_Extracted records_

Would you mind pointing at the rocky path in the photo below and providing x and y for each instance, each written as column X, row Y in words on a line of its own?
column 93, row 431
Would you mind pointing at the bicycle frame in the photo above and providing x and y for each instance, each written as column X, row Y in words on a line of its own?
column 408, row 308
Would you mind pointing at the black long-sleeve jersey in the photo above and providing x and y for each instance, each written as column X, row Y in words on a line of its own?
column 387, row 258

_What you are asked to do_
Quote only the lines from the line containing "Would you mind pointing at the black" through the end of the listing, please, keeping both the first and the last line.

_Task response_
Would you mind pointing at the black long-sleeve jersey in the photo above and providing x and y for each instance, each written as column X, row Y in words on a line of its own?
column 387, row 258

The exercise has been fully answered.